▶ [To do]:
All lines from the one with "Target: dog's head" through the close of the records below are to be set down exactly, and no others.

##############################

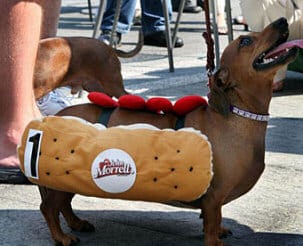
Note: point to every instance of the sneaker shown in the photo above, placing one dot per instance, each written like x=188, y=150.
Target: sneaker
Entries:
x=53, y=102
x=105, y=37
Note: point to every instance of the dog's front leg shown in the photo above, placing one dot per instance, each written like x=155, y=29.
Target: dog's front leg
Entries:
x=50, y=207
x=73, y=221
x=211, y=213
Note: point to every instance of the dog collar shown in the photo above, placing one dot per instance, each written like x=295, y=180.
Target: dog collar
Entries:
x=249, y=115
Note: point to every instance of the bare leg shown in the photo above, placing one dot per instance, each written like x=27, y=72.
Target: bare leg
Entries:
x=222, y=27
x=20, y=25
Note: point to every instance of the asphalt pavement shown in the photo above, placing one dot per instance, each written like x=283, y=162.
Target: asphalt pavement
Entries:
x=271, y=214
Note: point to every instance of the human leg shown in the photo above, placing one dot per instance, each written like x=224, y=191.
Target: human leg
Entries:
x=153, y=23
x=125, y=19
x=20, y=25
x=222, y=27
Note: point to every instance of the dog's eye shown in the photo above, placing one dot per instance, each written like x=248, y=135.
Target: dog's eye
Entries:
x=245, y=41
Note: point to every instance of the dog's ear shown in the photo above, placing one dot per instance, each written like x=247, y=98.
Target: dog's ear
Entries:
x=219, y=83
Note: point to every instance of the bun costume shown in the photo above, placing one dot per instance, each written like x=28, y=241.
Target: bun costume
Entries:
x=137, y=162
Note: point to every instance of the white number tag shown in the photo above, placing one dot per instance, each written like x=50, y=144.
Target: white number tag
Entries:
x=31, y=155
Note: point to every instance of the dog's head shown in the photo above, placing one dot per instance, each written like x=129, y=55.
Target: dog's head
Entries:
x=248, y=66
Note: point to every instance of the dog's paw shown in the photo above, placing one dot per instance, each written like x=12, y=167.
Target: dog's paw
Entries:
x=224, y=233
x=67, y=240
x=83, y=226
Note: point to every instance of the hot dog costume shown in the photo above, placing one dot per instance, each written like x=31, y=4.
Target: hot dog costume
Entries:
x=134, y=163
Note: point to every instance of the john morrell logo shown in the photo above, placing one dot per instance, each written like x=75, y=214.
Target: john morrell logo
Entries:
x=113, y=167
x=114, y=171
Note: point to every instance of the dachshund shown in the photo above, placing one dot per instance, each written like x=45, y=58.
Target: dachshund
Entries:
x=235, y=122
x=82, y=63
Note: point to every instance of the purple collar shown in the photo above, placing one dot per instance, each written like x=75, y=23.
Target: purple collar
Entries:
x=249, y=115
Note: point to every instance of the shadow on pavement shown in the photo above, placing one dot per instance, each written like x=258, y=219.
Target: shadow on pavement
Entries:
x=120, y=227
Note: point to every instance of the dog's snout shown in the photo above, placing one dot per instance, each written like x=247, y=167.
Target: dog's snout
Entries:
x=280, y=23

##############################

▶ [Result of the exercise]:
Target: dog's head
Entries:
x=248, y=66
Note: point to every instance of the dog's paw shown in the photo above, placing one dot per instance, each written like x=12, y=167.
Target: dog's paw
Entries:
x=224, y=233
x=67, y=240
x=83, y=226
Note: point to every instance of the hot dog costume shown in the photo above, placing one dot per instance, each written like x=31, y=4.
Target: hot dog costume
Entries:
x=134, y=163
Note: point to every instance of the john morrell logo shown in the photo above, placing one dot per instance, each written like x=75, y=214.
Target: john morrell logo
Entries:
x=113, y=167
x=114, y=171
Note: point to every instance of the dachshund shown in the photo above, placing one dot per instance, each written like x=45, y=58.
Target: dachshund
Entries:
x=235, y=122
x=82, y=63
Note: point to every instance of the purple collar shown in the photo above, placing one dot per instance, each written like x=75, y=23.
Target: purple collar
Entries:
x=249, y=115
Note: point to every instance of the shadow on pavement shown in the photo above, placing one dot per instance, each written like x=258, y=219.
Target: shadow on pavement
Entries:
x=120, y=227
Note: point to every instance of the dog's snout shown in the photo above, placing one dot per instance, each written like x=247, y=167.
Target: dog's snout
Entries:
x=280, y=23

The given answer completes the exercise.